▸ **EXERCISE DESCRIPTION**
Give an unaltered copy of the listing below, minus its pictures.

▸ **RAW DATA**
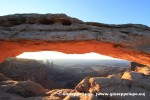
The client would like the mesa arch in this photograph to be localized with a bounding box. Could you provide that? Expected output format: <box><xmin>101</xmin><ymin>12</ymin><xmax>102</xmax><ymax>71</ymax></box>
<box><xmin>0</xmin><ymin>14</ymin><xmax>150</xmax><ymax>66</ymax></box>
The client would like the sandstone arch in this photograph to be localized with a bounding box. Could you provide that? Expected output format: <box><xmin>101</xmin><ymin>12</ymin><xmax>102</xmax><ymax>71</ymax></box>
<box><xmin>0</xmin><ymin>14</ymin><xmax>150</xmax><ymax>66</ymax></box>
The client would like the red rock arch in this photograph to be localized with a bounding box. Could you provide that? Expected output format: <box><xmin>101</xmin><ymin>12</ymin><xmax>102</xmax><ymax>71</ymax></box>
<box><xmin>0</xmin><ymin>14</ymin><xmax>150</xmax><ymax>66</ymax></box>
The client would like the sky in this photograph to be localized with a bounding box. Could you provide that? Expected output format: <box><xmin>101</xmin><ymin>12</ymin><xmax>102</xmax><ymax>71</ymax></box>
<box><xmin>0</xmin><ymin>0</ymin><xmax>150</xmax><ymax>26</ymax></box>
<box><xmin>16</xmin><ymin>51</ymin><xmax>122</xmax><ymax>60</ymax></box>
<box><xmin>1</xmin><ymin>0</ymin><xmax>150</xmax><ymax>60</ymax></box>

▸ **ANSWER SECTION**
The client would like the mesa arch in this photograph to be localized with a bounding box. Could you provide that? Expected output format: <box><xmin>101</xmin><ymin>12</ymin><xmax>102</xmax><ymax>71</ymax></box>
<box><xmin>0</xmin><ymin>14</ymin><xmax>150</xmax><ymax>66</ymax></box>
The client would like the sandstone arch in this photograph to be localized with a bounding box. Could you provide that? Expected output format: <box><xmin>101</xmin><ymin>12</ymin><xmax>102</xmax><ymax>71</ymax></box>
<box><xmin>0</xmin><ymin>14</ymin><xmax>150</xmax><ymax>66</ymax></box>
The client would like the red rock arch in this photograph to be localized with a bounding box. Could you provide that? Expected output format: <box><xmin>101</xmin><ymin>12</ymin><xmax>102</xmax><ymax>71</ymax></box>
<box><xmin>0</xmin><ymin>14</ymin><xmax>150</xmax><ymax>66</ymax></box>
The client would like the sky in this photograph to be localized with a bounding box. Could you provide that? Expected output format: <box><xmin>101</xmin><ymin>12</ymin><xmax>102</xmax><ymax>71</ymax></box>
<box><xmin>0</xmin><ymin>0</ymin><xmax>150</xmax><ymax>26</ymax></box>
<box><xmin>16</xmin><ymin>51</ymin><xmax>122</xmax><ymax>60</ymax></box>
<box><xmin>1</xmin><ymin>0</ymin><xmax>150</xmax><ymax>60</ymax></box>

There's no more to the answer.